CONSEGNA 1: Trascrivi senza modifiche il passo del testo sul film La douleur che comincia con le parole "Per Finkiel è" e si chiude dopo le parole "per tutta Marsiglia.".
CONSEGNA 2: Secondo il testo sul film La douleur, a quale romanzo si ispira il film?

:: TESTO FORNITO ::

Con La douleur gira un film in costume, resta nel 1945. Si ispira all’omonimo romanzo autobiografico di Marguerite Duras, lo trasforma in un racconto per immagini. La voce fuoricampo ne legge alcuni passaggi, lo sguardo dello spettatore si fonde con quello della protagonista, mentre vaga per le strade disperata.
Per Finkiel è impossibile calarsi in quegli anni senza la testimonianza di chi li ha vissuti: le pagine della Duras sono onnipresenti. “D’ora in poi scriverò tutto, voglio costruire un diario”, spiega Marguerite.
Vita e inchiostro, memoria e tragedia. Lei aspetta il ritorno del marito dai campi di concentramento. Invece Marie, la bella de La donna dello scrittore, il suo amato lo cercava ovunque, in ogni volto, per tutta Marsiglia.

:::
:: DATI FORNITI ::

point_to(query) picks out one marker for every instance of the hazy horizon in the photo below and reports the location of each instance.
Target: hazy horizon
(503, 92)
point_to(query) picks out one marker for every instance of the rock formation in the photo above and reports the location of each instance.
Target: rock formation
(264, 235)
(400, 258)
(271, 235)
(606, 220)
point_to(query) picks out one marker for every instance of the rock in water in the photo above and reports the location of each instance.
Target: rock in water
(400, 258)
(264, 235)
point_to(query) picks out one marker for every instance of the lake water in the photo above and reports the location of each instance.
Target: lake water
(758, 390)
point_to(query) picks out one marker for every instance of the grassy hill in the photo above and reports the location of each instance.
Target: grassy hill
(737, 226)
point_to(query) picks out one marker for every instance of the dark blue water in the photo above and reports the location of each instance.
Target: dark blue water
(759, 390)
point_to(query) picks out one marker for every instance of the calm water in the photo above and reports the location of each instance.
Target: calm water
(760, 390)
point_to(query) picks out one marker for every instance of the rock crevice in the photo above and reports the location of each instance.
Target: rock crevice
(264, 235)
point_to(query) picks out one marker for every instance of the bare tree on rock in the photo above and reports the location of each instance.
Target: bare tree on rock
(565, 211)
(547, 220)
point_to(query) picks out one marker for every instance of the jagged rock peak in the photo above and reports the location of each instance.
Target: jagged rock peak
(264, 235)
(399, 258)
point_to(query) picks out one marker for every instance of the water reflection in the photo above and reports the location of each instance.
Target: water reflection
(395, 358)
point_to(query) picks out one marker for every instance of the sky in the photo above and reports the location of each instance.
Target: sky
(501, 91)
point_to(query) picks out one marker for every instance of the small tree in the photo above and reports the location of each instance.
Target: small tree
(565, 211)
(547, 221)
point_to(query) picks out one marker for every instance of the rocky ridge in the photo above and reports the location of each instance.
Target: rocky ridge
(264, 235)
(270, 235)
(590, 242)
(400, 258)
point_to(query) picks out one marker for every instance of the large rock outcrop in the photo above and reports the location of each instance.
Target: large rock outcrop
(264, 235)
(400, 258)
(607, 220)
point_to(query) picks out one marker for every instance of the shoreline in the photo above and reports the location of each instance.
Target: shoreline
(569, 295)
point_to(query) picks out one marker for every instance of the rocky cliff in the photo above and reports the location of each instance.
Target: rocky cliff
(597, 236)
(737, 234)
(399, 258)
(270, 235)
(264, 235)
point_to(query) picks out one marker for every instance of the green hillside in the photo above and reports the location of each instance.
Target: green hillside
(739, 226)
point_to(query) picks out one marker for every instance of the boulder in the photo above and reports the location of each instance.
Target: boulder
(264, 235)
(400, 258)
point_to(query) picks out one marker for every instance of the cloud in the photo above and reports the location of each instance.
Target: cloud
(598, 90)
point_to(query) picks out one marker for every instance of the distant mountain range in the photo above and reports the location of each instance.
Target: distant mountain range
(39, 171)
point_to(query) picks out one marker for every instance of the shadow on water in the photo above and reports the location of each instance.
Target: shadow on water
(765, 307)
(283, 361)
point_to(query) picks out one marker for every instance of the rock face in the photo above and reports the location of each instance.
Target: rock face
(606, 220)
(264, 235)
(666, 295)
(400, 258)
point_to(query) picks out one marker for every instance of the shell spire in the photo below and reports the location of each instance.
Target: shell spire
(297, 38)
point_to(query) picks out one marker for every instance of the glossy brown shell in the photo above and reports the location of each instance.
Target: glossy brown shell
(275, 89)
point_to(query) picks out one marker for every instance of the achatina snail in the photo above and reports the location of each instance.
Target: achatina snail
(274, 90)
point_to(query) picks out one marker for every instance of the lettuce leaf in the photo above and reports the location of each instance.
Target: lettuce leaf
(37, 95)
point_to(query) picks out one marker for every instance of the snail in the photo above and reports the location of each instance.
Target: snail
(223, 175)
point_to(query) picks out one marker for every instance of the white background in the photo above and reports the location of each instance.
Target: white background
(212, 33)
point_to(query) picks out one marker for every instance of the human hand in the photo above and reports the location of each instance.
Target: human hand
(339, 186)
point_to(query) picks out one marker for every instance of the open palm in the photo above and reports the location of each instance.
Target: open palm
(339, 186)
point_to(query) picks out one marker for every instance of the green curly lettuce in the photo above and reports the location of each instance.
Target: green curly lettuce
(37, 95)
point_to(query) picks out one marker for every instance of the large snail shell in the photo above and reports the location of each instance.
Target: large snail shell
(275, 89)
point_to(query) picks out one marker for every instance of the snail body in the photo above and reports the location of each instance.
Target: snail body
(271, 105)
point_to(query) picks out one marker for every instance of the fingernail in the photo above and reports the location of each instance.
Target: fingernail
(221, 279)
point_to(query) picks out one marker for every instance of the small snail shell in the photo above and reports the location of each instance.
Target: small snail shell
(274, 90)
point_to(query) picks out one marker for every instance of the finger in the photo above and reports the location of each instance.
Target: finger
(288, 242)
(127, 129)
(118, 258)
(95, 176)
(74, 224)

:::

RISULTATO DELL'ESERCIZIO 1:
Per Finkiel è impossibile calarsi in quegli anni senza la testimonianza di chi li ha vissuti: le pagine della Duras sono onnipresenti. “D’ora in poi scriverò tutto, voglio costruire un diario”, spiega Marguerite.
Vita e inchiostro, memoria e tragedia. Lei aspetta il ritorno del marito dai campi di concentramento. Invece Marie, la bella de La donna dello scrittore, il suo amato lo cercava ovunque, in ogni volto, per tutta Marsiglia.

RISULTATO DELL'ESERCIZIO 2: All'omonimo romanzo autobiografico di Marguerite Duras.